*EXTRACT PROVIDED:*
The COVID-19 pandemic has upended life as we’ve come to know it. Our personal lives have been altered because of stay at home orders and the need to maintain distance from people outside our immediate households.
In addition to our personal lives, businesses of many types are facing incomparable challenges. These have included everything from businesses being shuttered as a means of controlling the spread of coronavirus to enterprises of all types trying to come to an understanding of the legal consequences and requirements of operating in the COVID-19 era. Among the important, indeed crucial, legal issues that business owners need to understand is the doctrine of premises liability.
Legal Definition of the Doctrine of Premises Liability
The most basic, essential definition of premises liability is that it is the legal responsibility of a landowner or tenant for injuries caused to a visitor to the property arising out of something dangerous at the location. The most common type of premises liability claim for injuries involves a person who slips and falls at a property, particularly at a business.

*Stored data entries:*
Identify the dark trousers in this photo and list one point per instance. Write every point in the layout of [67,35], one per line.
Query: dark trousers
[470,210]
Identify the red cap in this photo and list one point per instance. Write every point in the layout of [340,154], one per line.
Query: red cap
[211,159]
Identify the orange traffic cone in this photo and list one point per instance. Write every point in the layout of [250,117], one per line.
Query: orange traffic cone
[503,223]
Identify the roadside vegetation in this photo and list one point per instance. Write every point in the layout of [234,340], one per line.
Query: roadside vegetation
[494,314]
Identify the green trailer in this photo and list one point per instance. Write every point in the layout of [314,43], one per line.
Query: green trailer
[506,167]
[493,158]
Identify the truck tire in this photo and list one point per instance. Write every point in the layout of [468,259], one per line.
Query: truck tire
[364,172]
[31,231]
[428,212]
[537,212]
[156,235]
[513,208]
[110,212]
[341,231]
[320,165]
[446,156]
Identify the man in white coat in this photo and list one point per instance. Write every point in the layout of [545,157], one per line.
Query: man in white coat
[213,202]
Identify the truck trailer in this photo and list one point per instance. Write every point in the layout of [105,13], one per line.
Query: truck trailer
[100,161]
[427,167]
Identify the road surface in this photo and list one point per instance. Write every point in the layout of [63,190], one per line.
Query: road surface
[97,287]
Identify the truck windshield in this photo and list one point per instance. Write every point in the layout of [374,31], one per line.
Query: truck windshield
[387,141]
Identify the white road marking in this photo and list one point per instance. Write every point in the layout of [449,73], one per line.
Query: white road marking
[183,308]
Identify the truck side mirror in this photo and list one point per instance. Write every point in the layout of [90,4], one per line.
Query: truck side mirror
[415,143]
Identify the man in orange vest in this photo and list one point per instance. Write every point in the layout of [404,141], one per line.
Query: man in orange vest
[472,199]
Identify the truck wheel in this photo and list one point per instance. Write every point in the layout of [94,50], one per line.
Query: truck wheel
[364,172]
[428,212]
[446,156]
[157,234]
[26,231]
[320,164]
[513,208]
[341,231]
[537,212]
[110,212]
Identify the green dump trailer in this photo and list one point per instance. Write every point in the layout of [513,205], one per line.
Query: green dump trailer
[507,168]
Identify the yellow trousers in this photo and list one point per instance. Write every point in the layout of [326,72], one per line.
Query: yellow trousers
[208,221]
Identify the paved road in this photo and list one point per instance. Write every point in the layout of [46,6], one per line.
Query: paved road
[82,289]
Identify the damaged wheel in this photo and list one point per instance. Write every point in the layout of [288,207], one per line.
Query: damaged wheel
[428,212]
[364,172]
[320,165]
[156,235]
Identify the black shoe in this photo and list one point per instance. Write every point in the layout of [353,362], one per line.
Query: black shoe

*PROMPT:* What does the passage on premises liability name as the most common type of premises liability claim for injuries? Please treat the rows as material apart from the passage on premises liability.

*TASK RESULT:* A claim involving a person who slips and falls at a property, particularly at a business.